─── Supplied records
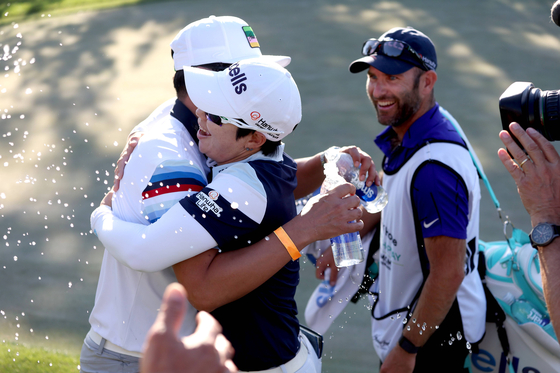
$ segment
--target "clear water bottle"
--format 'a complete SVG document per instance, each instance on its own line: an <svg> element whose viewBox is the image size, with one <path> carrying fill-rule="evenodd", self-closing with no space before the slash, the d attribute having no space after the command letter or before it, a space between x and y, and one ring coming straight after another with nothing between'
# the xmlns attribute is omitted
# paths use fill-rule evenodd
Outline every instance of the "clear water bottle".
<svg viewBox="0 0 560 373"><path fill-rule="evenodd" d="M336 166L338 174L356 187L356 195L360 197L362 206L367 212L374 214L383 210L389 202L387 192L381 186L367 187L364 181L360 181L360 169L354 166L350 154L340 153L336 148L330 148L326 152L326 158L325 175L334 172Z"/></svg>
<svg viewBox="0 0 560 373"><path fill-rule="evenodd" d="M325 167L327 164L325 164ZM338 174L336 166L334 168L326 167L325 176L325 181L321 186L322 194L344 183L344 179ZM333 251L334 264L337 267L348 267L364 261L362 239L358 232L346 233L331 238L331 248Z"/></svg>

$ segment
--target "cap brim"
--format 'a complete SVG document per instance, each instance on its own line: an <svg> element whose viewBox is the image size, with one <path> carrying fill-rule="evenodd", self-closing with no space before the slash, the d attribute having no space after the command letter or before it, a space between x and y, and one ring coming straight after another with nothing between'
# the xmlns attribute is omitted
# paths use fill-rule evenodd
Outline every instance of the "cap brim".
<svg viewBox="0 0 560 373"><path fill-rule="evenodd" d="M387 75L398 75L410 70L415 65L398 58L391 58L383 55L371 55L362 57L352 62L348 67L348 70L355 74L369 69L370 66L373 66Z"/></svg>
<svg viewBox="0 0 560 373"><path fill-rule="evenodd" d="M183 67L183 71L187 93L197 108L215 115L239 118L220 87L216 76L220 72L189 66Z"/></svg>
<svg viewBox="0 0 560 373"><path fill-rule="evenodd" d="M267 61L276 62L278 65L282 67L286 67L290 64L290 62L292 62L292 57L288 57L288 56L275 56L271 54L263 54L260 58Z"/></svg>

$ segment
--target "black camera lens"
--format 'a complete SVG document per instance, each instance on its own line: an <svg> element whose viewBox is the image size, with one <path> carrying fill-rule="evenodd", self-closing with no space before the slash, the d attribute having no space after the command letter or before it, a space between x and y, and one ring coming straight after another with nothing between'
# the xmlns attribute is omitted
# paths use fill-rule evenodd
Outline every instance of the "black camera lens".
<svg viewBox="0 0 560 373"><path fill-rule="evenodd" d="M502 128L517 122L542 133L549 141L560 140L560 91L542 91L533 83L515 82L500 96Z"/></svg>

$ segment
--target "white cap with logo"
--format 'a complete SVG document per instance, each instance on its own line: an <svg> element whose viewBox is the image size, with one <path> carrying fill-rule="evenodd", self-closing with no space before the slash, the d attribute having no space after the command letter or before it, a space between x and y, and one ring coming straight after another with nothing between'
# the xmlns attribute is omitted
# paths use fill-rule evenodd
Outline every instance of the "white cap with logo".
<svg viewBox="0 0 560 373"><path fill-rule="evenodd" d="M171 42L175 70L208 63L234 63L262 57L288 66L288 56L261 53L255 33L247 22L237 17L210 16L189 24Z"/></svg>
<svg viewBox="0 0 560 373"><path fill-rule="evenodd" d="M185 67L192 102L225 117L239 128L262 132L278 141L301 121L301 97L290 72L262 58L242 60L224 71Z"/></svg>

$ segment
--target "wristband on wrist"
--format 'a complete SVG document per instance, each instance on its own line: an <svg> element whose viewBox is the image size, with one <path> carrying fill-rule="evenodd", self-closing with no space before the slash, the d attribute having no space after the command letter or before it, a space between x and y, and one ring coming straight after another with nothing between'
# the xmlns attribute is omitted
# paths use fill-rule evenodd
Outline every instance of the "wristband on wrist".
<svg viewBox="0 0 560 373"><path fill-rule="evenodd" d="M327 163L327 157L325 156L325 152L321 153L321 166L325 166L325 163Z"/></svg>
<svg viewBox="0 0 560 373"><path fill-rule="evenodd" d="M419 347L416 347L404 335L401 335L401 337L399 338L399 346L401 346L401 348L409 354L416 354L419 350Z"/></svg>
<svg viewBox="0 0 560 373"><path fill-rule="evenodd" d="M278 237L280 242L282 242L282 245L284 245L284 247L288 251L288 254L290 254L290 256L292 257L292 260L296 260L301 256L301 253L297 249L290 236L288 236L288 233L286 233L284 228L278 228L274 231L274 234L276 235L276 237Z"/></svg>

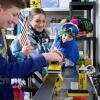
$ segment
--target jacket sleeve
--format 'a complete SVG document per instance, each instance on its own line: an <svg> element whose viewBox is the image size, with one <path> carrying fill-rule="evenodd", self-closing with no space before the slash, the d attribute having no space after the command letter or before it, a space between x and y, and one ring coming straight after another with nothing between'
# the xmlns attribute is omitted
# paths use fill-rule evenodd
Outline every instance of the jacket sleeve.
<svg viewBox="0 0 100 100"><path fill-rule="evenodd" d="M34 71L42 68L46 64L43 55L35 58L25 59L24 61L17 61L8 48L7 54L9 61L0 54L0 76L6 78L23 78Z"/></svg>

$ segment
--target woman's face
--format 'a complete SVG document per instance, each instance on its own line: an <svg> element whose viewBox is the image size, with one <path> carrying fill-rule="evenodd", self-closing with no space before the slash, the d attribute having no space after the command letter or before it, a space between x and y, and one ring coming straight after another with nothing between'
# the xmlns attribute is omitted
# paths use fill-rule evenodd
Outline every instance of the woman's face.
<svg viewBox="0 0 100 100"><path fill-rule="evenodd" d="M30 24L32 25L33 29L38 32L42 32L46 25L46 16L44 14L34 15Z"/></svg>
<svg viewBox="0 0 100 100"><path fill-rule="evenodd" d="M12 6L4 10L0 7L0 28L10 27L11 24L16 24L18 21L19 8Z"/></svg>
<svg viewBox="0 0 100 100"><path fill-rule="evenodd" d="M63 43L65 43L65 42L73 40L73 38L72 38L72 36L70 36L68 34L64 34L64 35L61 36L61 40L62 40Z"/></svg>

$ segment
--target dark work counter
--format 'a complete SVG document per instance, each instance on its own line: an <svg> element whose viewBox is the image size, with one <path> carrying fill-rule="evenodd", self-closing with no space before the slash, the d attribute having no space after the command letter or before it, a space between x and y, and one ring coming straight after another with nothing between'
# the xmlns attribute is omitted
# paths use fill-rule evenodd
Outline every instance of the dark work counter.
<svg viewBox="0 0 100 100"><path fill-rule="evenodd" d="M64 68L63 78L64 80L61 85L61 91L58 93L58 95L53 95L57 76L48 75L32 100L72 100L72 97L68 97L66 92L68 89L77 88L78 71L74 67ZM99 100L97 99L96 93L89 78L87 79L87 90L90 93L87 100Z"/></svg>

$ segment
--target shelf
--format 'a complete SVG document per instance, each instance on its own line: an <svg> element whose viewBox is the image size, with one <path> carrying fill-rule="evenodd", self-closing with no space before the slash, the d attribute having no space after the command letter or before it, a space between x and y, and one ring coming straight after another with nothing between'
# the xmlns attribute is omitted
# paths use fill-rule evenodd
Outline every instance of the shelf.
<svg viewBox="0 0 100 100"><path fill-rule="evenodd" d="M71 2L69 6L72 10L91 10L96 2Z"/></svg>
<svg viewBox="0 0 100 100"><path fill-rule="evenodd" d="M69 8L42 8L44 11L69 11Z"/></svg>
<svg viewBox="0 0 100 100"><path fill-rule="evenodd" d="M13 39L16 38L16 36L15 36L15 35L6 35L6 38L7 38L7 39L13 40Z"/></svg>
──────
#### Given task
Write out the data above exactly as it appears, from the start through the line that contains "61L276 62L278 65L282", with both ends included. Leave out the pictures.

#### Result of the exercise
$ segment
--target "clear water bottle"
--format 'a complete SVG document per instance, each instance on its own line: an <svg> element whose viewBox is the image size, with one <path> carrying fill-rule="evenodd", self-closing with no space before the slash, the d attribute having no space after the command letter or before it, a space between x and y, and one ring coming straight after another with nothing between'
# the xmlns attribute is omitted
# paths use fill-rule evenodd
Outline every instance of the "clear water bottle".
<svg viewBox="0 0 560 373"><path fill-rule="evenodd" d="M336 166L338 174L356 187L356 195L360 197L362 206L367 212L374 214L383 210L389 202L387 192L381 186L367 187L364 181L360 181L360 169L354 166L350 154L340 153L336 148L330 148L326 152L326 158L325 175L334 172Z"/></svg>
<svg viewBox="0 0 560 373"><path fill-rule="evenodd" d="M325 167L327 164L325 164ZM338 174L336 166L334 168L326 167L325 176L325 181L321 186L322 194L344 183L344 179ZM333 251L334 264L337 267L348 267L364 261L362 239L358 232L346 233L331 238L331 248Z"/></svg>

$ segment
--target "cap brim"
--format 'a complete SVG document per instance, each instance on its own line: an <svg> element whose viewBox is the image size, with one <path> carrying fill-rule="evenodd", self-closing with no space before the slash, the d attribute having no space after the command letter or before it, a space between x and y, and one ring coming straight after another with nothing between'
# the xmlns attribute is omitted
# paths use fill-rule evenodd
Outline every instance of the "cap brim".
<svg viewBox="0 0 560 373"><path fill-rule="evenodd" d="M387 75L398 75L410 70L415 65L398 58L391 58L383 55L371 55L362 57L352 62L348 67L348 70L355 74L369 69L370 66L373 66Z"/></svg>
<svg viewBox="0 0 560 373"><path fill-rule="evenodd" d="M183 67L183 71L187 93L197 108L215 115L239 118L220 87L216 76L220 72L189 66Z"/></svg>
<svg viewBox="0 0 560 373"><path fill-rule="evenodd" d="M267 61L276 62L278 65L282 67L286 67L290 64L290 62L292 62L292 57L288 57L288 56L275 56L271 54L263 54L260 58Z"/></svg>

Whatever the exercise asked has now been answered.